Start of Text shown
Telekom operates a so-called ‘Hub: raum’ as an incubator for start-ups and runs programs under the title ‘Smart City Lab / T-Labs’, to promote the digital efficiency of cities. Smart Transportation Solutions, Smart Parking, Smart Electric Vehicle Charging, Traffic and Passenger Management Systems, Smart Waste Management, Smart Lighting, Smart Metering and Smart Public Safety are just a few of the key words that show how comprehensive the corporation’s plans to make things happen are and which information can be produced and integrated into the profit chain. Telekom’s goal is to be a leading provider of smart city solutions in Europe. In doing so, they say they are committed to the environment and promise to address such issues as climate change, scarcity of resources, demographic change etc, in order to enable human survival on Earth for a long time. The fact that the destruction of the planet is result of the capitalist logic that reaps horrendous profits for companies goes unmentioned.
End of Text shown
**Objective:**
Continue the passage about Telekom's smart city ambitions, starting right after its last sentence.
Start of Provided data
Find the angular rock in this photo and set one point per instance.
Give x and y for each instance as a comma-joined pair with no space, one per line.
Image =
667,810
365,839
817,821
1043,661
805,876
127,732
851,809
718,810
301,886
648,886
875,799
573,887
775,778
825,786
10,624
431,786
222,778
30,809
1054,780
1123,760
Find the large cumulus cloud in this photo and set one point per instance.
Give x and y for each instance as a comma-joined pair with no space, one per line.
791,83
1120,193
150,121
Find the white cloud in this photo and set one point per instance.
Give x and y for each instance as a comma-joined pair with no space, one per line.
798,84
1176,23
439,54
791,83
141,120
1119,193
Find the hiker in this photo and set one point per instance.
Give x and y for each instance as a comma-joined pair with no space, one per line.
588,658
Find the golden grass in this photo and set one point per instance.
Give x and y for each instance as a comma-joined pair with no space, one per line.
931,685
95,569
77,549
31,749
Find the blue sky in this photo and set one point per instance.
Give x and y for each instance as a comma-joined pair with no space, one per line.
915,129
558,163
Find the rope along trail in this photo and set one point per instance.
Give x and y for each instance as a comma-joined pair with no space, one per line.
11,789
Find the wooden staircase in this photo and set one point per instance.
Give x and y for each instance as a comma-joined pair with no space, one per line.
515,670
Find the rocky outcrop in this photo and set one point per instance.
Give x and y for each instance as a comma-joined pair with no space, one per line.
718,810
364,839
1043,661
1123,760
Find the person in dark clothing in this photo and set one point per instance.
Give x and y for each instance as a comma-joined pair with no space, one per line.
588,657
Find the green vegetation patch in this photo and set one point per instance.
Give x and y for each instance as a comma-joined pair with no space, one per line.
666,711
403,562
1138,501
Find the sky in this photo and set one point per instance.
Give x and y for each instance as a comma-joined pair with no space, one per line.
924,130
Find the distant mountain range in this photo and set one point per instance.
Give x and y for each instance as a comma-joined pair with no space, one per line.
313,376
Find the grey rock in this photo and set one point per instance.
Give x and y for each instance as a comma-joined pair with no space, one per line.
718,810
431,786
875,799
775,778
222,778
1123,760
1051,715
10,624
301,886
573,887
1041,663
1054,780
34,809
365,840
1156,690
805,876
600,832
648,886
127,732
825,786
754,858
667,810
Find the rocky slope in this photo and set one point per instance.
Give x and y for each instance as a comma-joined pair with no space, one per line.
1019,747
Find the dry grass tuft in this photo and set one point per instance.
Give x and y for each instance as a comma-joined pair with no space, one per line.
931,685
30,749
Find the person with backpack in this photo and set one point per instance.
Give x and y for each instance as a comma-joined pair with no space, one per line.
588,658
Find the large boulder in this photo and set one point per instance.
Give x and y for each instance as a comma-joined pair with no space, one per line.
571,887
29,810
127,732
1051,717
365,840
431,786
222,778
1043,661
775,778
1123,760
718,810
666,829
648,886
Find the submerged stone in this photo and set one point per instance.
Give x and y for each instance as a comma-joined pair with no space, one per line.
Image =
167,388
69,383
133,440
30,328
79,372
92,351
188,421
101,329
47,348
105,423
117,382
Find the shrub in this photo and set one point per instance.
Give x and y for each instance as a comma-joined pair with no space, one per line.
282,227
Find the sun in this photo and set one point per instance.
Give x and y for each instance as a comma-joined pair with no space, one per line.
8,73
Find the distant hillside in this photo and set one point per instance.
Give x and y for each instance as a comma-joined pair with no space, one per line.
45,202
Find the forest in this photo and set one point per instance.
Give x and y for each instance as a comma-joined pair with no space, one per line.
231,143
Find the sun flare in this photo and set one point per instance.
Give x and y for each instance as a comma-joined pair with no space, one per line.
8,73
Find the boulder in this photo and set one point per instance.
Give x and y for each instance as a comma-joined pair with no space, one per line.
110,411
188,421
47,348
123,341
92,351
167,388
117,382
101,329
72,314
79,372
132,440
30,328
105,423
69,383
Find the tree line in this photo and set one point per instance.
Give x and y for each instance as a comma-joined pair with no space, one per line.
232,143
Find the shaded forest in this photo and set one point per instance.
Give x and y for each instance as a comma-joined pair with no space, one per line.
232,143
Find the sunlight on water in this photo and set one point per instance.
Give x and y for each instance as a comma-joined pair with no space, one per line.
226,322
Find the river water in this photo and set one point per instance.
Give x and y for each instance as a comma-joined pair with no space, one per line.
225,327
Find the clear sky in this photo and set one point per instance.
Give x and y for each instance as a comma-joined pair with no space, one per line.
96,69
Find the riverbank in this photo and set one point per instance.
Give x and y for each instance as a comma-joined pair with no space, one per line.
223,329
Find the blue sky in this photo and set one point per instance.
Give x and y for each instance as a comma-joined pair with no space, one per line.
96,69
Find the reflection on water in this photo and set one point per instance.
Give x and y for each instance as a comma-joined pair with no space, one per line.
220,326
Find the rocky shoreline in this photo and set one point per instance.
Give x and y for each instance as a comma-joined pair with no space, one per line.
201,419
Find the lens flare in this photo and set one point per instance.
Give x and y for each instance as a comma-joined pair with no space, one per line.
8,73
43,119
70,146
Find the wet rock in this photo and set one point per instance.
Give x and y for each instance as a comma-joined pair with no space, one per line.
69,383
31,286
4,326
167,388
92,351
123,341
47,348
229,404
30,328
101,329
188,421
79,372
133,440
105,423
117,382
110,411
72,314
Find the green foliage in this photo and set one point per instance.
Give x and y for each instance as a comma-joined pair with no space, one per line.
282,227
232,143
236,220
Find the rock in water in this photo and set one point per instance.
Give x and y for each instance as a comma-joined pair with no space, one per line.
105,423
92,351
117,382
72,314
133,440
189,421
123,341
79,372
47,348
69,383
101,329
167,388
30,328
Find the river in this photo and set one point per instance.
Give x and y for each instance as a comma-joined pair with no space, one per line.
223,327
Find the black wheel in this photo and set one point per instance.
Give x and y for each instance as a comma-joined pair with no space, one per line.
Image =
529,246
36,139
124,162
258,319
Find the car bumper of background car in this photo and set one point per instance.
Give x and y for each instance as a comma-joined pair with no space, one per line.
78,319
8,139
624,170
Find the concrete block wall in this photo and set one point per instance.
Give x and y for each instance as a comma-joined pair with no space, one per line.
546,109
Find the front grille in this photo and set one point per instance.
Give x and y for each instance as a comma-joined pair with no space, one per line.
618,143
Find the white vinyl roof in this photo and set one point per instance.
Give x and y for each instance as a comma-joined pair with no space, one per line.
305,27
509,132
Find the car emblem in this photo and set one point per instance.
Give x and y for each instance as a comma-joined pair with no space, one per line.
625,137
End of Provided data
**Written response:**
At Vodafone, along with safety and economic efficiency, the concerns of ecology are at the forefront of their Smart City projects. Together with the RWE ‘eco’ subsidiary Innogy, the group is developing concepts for the smart city. Connected traffic systems, smart waste management and smart lighting systems are the three main cornerstones of the company cooperation. Smart multifunction pylons with the name ‘Innogized Poles’ are equipped with sensors and devices to provide comprehensive solutions for urban networking. On the one hand, these could serve as charging stations for all types of e-vehicles that measure air pollution and temperature and produce digital advertising on LED screens. On the other hand, they could also simplify surveillance via smart video cameras in public spaces. Another product from Vodafone is the smart wall. Sensors can not only detect movement, but also chemical substances and individual spray paint particles. If a wall is sprayed, the sensor will automatically alert the authorities. Vodafone is also producing technologies that can be integrated directly into our everyday lives as surveillance devices. With ‘Smart Level Glasses’, which were developed in cooperation with the US manufacturer CSP, the group offers glasses that are full of smart technology. These would function primarily as a fitness monitor, but also contain tracking functions. A step-by-step ranking system, which supports social projects and the needy once you reach a certain score, is an incentive for people to use the glasses permanently. So the emotional blackmail of the data consumer is also included.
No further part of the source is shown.